Problem statement | Find the line containing "Please pick out the desk". Retype it and every line after it through the end of the entries, exactly as written, with nothing added.

Task input |
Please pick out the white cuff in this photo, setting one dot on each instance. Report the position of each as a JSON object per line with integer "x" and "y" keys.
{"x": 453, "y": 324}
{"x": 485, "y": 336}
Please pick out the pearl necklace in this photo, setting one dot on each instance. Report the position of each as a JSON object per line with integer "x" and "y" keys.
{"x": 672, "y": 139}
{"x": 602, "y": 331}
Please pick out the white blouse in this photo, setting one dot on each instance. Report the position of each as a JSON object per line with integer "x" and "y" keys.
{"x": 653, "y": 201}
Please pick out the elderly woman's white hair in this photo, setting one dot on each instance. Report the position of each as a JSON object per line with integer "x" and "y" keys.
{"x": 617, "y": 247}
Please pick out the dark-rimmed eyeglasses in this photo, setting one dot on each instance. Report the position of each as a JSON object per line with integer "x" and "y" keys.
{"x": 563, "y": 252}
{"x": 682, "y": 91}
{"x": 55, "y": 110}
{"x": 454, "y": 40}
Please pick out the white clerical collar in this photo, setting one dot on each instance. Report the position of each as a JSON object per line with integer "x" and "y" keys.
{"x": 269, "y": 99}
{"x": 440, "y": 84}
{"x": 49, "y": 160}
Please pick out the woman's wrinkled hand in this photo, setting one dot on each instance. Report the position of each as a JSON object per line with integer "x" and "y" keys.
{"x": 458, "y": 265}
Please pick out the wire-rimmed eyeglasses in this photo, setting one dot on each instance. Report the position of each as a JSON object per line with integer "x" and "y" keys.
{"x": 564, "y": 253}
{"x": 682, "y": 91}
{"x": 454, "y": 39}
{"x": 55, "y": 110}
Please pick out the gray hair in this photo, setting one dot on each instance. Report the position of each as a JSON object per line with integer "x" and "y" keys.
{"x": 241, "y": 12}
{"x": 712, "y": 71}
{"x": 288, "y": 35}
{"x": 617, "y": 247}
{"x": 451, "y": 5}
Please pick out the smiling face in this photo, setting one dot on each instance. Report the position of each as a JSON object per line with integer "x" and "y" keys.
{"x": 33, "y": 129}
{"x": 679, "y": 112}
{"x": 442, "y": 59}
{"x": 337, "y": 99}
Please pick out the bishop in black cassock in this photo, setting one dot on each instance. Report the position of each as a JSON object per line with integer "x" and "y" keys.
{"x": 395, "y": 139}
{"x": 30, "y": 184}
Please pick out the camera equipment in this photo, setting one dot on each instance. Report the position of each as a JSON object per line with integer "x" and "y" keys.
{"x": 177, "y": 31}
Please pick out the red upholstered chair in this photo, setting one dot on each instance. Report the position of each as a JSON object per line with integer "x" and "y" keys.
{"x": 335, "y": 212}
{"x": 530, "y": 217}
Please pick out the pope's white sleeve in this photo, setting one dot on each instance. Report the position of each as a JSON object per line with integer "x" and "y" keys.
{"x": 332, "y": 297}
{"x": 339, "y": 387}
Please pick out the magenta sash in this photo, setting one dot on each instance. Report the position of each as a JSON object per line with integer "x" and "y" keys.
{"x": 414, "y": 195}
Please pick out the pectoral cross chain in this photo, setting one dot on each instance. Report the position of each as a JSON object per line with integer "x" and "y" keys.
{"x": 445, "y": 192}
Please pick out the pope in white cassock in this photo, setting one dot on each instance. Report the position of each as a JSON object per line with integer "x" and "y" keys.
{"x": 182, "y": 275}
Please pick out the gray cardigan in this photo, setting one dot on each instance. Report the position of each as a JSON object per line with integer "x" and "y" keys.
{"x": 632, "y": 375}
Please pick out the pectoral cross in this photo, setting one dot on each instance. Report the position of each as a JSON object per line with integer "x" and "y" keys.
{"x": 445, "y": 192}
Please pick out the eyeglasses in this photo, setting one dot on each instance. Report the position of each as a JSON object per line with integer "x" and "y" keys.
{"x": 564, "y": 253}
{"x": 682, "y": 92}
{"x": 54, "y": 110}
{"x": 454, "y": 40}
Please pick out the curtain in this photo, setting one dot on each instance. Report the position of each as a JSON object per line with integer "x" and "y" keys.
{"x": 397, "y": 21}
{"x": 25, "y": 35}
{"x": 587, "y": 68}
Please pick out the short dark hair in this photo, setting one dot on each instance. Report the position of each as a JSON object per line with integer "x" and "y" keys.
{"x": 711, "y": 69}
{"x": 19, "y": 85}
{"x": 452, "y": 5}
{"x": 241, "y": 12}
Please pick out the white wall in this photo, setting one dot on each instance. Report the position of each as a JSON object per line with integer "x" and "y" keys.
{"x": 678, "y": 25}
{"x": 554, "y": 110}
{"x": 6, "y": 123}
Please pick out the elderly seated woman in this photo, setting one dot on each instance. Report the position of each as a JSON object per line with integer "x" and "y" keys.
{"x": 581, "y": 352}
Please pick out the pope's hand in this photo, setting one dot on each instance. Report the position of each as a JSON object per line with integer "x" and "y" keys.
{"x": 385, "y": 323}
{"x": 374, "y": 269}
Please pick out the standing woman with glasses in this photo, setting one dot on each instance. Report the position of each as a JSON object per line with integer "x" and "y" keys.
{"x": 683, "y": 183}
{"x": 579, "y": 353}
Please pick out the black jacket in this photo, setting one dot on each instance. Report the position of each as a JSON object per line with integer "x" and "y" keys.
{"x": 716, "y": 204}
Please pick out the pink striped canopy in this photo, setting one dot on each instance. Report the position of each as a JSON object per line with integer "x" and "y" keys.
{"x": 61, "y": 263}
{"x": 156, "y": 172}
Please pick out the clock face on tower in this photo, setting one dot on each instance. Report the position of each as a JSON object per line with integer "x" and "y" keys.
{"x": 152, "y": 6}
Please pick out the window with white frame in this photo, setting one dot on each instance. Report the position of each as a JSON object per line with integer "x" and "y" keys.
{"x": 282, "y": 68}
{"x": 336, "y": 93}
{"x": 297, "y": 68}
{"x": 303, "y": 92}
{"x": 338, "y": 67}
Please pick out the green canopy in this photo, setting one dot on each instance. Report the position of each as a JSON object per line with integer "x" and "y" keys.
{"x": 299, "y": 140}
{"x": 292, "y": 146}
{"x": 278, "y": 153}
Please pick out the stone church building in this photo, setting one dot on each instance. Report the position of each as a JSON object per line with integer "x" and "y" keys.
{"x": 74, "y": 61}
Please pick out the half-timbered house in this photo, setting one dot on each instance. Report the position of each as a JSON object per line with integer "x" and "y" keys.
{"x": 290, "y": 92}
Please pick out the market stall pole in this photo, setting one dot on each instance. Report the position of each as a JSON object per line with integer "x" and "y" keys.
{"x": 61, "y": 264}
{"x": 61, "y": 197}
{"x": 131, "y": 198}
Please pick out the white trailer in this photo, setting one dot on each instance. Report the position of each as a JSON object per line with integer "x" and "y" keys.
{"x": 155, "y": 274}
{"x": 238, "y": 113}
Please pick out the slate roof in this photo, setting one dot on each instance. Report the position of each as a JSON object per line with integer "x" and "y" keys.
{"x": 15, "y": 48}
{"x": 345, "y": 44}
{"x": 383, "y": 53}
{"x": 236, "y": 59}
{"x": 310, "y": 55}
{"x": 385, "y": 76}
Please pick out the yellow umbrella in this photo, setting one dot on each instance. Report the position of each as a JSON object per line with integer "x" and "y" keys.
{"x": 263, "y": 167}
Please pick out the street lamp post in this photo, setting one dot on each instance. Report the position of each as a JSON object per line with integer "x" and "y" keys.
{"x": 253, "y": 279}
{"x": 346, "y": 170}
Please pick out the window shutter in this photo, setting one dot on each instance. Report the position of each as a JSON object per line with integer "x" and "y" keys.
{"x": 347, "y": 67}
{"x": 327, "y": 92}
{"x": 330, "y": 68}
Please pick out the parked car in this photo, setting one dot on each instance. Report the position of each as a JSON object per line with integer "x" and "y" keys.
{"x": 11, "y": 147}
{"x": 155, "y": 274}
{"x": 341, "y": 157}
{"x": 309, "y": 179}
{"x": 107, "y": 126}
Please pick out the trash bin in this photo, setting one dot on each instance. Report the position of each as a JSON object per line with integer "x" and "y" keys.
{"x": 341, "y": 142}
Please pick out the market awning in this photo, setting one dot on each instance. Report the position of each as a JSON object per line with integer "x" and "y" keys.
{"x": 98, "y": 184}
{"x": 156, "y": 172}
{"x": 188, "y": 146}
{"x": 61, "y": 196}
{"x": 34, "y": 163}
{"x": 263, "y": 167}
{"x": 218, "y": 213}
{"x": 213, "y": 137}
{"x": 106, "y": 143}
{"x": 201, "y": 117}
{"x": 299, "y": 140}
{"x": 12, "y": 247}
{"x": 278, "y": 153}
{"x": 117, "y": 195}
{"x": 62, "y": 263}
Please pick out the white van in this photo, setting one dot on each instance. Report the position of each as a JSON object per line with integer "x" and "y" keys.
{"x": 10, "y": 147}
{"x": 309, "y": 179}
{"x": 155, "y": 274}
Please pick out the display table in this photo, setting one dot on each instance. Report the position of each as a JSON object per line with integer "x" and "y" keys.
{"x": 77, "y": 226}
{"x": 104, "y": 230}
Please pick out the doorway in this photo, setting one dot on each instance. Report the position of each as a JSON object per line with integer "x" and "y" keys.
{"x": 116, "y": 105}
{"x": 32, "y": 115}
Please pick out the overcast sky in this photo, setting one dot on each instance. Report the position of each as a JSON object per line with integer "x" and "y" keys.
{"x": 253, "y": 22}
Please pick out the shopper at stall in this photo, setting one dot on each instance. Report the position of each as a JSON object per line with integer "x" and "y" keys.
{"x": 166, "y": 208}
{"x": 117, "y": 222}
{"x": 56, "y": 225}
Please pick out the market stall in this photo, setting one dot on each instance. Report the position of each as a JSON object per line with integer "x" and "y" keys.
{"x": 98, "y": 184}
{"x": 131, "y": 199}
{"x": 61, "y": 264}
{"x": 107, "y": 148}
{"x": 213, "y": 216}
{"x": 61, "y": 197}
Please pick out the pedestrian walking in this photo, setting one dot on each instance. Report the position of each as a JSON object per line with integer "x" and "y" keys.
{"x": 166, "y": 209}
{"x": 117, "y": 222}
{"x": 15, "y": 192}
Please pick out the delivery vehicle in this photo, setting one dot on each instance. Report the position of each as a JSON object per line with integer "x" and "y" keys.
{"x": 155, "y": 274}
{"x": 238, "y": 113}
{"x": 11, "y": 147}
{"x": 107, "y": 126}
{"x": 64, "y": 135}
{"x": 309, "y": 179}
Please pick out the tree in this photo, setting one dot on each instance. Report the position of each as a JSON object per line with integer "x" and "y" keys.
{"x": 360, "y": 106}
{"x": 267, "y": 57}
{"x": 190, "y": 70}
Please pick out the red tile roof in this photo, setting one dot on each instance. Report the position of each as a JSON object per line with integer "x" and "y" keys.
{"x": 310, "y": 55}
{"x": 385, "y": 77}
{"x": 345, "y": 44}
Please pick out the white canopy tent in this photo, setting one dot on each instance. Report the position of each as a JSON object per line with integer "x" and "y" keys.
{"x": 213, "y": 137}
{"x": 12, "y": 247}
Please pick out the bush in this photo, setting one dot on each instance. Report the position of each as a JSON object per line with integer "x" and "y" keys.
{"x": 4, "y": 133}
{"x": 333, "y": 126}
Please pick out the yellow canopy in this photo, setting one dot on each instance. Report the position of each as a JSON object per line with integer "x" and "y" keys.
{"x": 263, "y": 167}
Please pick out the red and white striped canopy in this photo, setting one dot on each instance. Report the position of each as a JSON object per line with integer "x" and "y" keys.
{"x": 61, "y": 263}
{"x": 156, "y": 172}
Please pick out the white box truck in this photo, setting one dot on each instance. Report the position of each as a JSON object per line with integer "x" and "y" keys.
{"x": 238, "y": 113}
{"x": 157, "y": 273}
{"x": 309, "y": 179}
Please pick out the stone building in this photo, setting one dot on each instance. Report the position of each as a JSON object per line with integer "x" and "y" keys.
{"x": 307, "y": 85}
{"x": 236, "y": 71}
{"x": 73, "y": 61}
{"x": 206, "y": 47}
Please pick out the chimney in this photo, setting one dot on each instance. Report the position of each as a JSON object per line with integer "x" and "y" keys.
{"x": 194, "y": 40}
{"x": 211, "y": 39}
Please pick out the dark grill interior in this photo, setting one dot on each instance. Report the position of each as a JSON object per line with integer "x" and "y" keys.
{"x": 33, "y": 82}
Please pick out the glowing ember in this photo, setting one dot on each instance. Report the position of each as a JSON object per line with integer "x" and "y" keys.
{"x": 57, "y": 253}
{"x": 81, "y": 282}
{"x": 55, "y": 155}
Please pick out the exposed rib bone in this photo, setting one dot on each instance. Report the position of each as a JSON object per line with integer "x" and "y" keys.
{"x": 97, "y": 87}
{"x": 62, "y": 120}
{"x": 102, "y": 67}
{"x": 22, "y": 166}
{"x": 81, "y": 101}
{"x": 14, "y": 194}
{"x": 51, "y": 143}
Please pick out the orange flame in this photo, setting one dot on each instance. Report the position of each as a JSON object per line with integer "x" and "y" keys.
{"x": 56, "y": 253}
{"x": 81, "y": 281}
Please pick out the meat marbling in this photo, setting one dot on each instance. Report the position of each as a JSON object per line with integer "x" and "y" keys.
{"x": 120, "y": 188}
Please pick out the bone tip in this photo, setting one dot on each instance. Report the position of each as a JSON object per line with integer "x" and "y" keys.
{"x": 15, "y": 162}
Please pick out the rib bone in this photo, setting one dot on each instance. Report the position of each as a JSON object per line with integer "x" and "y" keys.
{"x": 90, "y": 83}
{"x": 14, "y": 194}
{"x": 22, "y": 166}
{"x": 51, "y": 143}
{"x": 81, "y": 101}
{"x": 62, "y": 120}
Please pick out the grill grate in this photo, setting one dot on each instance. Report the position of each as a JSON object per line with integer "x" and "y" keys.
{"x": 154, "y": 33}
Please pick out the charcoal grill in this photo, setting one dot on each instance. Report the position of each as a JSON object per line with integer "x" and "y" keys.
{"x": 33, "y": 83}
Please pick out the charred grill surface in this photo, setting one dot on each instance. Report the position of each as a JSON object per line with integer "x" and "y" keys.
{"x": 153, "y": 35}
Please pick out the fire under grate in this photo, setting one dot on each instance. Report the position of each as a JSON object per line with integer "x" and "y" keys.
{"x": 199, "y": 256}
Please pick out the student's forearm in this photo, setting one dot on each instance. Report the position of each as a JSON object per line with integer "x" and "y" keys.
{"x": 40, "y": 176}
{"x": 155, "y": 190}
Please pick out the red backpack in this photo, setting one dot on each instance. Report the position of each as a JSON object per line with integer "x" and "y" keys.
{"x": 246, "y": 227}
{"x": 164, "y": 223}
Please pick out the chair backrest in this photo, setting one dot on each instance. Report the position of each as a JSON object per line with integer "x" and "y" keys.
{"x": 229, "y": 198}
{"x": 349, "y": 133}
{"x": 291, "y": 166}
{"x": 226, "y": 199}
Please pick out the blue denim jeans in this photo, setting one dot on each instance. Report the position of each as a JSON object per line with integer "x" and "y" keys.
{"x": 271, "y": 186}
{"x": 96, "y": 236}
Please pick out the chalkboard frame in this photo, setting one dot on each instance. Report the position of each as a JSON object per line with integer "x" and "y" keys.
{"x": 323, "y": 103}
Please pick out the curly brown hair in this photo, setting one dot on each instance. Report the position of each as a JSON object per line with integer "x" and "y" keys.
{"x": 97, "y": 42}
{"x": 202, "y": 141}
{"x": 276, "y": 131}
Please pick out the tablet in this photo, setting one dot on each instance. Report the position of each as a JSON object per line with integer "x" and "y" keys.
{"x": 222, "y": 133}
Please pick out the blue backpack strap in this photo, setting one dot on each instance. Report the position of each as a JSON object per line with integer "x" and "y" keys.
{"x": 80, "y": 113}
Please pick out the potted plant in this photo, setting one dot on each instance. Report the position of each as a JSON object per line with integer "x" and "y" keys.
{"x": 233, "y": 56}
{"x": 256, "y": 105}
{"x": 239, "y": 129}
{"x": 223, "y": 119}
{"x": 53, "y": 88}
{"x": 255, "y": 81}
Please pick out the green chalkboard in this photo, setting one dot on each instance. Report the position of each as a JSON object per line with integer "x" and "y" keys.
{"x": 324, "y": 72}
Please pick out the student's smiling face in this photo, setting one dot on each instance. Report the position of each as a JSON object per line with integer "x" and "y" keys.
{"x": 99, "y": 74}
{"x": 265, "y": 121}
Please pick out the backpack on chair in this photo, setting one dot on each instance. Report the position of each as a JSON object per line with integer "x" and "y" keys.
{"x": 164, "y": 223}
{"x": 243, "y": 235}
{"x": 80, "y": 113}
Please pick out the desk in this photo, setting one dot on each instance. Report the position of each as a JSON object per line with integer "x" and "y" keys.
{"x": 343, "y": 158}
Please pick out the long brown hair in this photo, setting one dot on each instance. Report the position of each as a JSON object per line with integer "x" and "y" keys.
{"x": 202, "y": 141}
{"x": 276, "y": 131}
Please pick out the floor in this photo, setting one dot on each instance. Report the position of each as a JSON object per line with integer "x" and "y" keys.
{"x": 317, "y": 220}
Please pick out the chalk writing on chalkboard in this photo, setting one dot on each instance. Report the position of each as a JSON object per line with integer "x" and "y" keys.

Task output |
Please pick out the desk in this photo, setting one dot on each instance. Report the position of each as a JSON object per line with integer "x" and "y" keys.
{"x": 343, "y": 158}
Please pick out the long brown hair in this photo, setting one dot on each instance. Report the position of each as a JSON object per line with integer "x" and "y" keys.
{"x": 202, "y": 141}
{"x": 276, "y": 131}
Please pick out the floor in this photo, setting one dot on each instance. Report the position of each as a JSON object per line with integer "x" and "y" keys.
{"x": 317, "y": 220}
Please pick out the chalk writing on chalkboard in this photo, setting one dot on each instance. Report the position of each as a JSON object per line with integer "x" and "y" keys.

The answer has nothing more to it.